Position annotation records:
****

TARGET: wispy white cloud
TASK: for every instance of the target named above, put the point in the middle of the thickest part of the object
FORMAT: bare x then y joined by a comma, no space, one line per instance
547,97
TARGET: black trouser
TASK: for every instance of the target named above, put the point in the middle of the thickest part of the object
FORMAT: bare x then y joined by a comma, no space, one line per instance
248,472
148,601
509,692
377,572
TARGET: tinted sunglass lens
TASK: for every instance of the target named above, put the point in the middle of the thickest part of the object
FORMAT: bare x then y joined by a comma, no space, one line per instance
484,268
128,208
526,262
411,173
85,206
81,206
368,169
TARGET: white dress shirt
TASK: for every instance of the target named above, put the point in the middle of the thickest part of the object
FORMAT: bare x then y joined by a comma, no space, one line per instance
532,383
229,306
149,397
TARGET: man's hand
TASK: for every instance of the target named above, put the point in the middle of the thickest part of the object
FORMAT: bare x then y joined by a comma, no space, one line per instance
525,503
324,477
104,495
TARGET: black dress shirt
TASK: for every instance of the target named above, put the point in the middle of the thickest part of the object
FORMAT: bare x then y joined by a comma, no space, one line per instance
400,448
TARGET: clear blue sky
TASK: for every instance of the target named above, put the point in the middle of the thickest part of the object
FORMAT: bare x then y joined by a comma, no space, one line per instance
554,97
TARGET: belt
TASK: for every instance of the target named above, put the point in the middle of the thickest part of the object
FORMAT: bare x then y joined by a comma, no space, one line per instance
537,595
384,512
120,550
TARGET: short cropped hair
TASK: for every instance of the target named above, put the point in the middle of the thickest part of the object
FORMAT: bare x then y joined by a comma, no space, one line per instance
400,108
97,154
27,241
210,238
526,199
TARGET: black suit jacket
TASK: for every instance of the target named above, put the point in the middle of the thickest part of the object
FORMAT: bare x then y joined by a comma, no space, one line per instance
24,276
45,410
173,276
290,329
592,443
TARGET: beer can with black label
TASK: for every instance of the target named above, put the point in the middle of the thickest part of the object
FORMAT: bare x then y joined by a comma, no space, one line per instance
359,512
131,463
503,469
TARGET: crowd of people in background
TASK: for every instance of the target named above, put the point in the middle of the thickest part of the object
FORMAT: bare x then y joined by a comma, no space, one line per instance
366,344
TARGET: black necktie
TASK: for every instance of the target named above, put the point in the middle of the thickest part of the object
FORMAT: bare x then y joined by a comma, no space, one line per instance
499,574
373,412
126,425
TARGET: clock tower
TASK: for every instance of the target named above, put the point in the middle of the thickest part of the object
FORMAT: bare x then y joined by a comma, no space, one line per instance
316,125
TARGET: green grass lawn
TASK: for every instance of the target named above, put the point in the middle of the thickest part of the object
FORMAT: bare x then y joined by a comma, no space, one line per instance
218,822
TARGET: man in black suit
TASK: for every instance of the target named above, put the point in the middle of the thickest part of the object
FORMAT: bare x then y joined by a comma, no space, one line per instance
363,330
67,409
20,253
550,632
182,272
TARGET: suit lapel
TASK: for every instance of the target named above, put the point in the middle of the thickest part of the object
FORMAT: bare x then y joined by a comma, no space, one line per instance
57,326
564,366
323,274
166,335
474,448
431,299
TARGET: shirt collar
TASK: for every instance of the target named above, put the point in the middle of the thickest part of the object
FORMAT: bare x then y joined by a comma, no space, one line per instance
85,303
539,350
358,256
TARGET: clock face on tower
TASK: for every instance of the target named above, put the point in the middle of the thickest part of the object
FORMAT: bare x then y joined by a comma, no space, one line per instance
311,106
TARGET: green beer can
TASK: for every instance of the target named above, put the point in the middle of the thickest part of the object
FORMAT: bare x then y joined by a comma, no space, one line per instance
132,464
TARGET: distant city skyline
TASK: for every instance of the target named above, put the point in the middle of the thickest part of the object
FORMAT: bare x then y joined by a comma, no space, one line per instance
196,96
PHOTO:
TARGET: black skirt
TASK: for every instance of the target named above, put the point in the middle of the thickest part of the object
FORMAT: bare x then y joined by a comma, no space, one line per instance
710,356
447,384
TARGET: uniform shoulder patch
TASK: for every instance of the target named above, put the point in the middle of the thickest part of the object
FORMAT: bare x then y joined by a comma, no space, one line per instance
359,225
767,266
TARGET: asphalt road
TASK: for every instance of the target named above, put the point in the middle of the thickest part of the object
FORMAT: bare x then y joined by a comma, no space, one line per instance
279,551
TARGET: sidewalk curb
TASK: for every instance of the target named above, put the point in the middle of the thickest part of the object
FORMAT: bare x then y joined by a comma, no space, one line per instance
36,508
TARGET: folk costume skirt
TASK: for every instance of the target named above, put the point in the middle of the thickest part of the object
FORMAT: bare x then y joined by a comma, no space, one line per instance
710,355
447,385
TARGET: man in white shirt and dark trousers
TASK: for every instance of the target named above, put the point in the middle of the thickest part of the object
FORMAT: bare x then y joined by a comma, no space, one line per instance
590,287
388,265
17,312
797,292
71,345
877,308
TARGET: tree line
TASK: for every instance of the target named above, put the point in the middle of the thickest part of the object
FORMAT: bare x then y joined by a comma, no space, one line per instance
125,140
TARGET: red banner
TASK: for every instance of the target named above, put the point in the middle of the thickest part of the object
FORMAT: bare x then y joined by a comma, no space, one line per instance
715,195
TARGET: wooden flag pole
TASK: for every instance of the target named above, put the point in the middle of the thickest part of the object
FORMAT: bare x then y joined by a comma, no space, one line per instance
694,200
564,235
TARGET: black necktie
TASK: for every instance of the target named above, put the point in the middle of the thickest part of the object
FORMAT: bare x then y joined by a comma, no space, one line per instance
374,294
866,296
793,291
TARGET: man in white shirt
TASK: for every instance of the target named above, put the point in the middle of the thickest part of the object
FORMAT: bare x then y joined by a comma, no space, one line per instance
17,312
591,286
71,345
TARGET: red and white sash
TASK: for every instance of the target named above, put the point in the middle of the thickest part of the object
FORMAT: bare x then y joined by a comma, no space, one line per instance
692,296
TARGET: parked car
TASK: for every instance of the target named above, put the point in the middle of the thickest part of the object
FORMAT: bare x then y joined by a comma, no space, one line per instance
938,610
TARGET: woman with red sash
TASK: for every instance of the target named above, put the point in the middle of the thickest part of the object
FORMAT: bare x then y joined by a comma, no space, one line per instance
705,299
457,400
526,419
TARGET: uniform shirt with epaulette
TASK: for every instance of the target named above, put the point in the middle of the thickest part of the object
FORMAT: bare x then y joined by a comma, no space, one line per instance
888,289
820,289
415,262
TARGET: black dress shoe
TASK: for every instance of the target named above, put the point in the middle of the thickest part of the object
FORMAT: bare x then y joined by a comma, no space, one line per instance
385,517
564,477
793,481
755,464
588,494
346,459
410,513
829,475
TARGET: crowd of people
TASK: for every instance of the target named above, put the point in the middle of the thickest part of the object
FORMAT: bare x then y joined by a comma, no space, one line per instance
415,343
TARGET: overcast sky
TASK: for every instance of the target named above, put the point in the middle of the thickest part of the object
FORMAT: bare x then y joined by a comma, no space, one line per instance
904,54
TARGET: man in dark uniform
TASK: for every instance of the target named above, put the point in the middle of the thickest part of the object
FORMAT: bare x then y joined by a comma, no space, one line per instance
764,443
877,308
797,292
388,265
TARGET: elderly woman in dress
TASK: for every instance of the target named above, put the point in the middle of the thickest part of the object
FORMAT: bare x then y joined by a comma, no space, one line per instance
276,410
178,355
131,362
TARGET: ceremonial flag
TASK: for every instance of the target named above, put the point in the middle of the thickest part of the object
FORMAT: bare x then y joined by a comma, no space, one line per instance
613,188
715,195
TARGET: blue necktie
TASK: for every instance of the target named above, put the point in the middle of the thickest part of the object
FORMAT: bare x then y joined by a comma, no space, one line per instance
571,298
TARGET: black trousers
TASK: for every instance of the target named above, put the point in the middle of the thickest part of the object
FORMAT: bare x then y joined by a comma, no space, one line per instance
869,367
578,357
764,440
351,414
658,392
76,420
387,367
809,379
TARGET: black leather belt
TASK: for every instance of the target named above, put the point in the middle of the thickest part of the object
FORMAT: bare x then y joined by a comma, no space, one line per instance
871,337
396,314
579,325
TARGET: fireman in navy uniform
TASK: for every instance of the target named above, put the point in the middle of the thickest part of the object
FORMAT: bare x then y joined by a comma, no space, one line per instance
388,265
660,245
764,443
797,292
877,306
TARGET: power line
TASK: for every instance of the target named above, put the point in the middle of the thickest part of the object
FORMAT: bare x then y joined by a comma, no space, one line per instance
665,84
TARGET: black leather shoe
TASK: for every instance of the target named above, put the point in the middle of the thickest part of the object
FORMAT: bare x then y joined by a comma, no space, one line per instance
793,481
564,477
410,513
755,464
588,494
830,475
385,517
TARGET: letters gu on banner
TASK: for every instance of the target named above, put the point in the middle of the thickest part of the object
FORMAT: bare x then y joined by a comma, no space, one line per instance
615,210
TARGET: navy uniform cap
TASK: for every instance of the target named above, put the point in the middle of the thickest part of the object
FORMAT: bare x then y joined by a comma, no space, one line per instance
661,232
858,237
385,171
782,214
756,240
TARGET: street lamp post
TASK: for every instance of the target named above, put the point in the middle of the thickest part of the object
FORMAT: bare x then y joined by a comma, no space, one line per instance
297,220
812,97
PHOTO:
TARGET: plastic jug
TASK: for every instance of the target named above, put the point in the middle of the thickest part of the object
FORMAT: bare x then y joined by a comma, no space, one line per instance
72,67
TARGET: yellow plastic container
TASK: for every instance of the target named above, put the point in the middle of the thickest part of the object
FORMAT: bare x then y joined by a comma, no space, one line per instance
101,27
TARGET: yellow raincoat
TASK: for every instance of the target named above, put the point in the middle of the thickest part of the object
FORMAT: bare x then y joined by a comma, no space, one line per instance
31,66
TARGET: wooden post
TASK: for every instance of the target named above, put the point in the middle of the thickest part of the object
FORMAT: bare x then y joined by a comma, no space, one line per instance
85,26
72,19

****

**What to do**
Give back exactly the lines running from the line containing "TARGET: street lamp post" through the end of the material above, both included, and nothing beyond them.

**Reply**
TARGET: street lamp post
TASK: for every instance of the target named above, put the point in the middle of the thickest part of the object
FORMAT: bare x then y joined by a comma, no space, one line per instance
297,220
812,97
PHOTO:
TARGET: plastic jug
TASK: for every instance of the target named above, put the point in the middle of the thickest part of the object
FORMAT: bare x then y joined by a comma, no space, one line per instance
72,67
TARGET: yellow plastic container
TASK: for every instance of the target named above, put the point in the middle of the thickest part of the object
FORMAT: bare x then y joined by a comma, no space, one line per instance
101,27
TARGET: yellow raincoat
TASK: for every instance of the target named above, put the point in the middle of the thickest part of the object
FORMAT: bare x then y joined by a comma, no space, one line per instance
31,66
TARGET: wooden post
TASK: for every instance of the target named above, put the point in the middle of the thickest part of the object
FORMAT: bare x then y joined by a comma, no space, one line per instance
85,26
72,19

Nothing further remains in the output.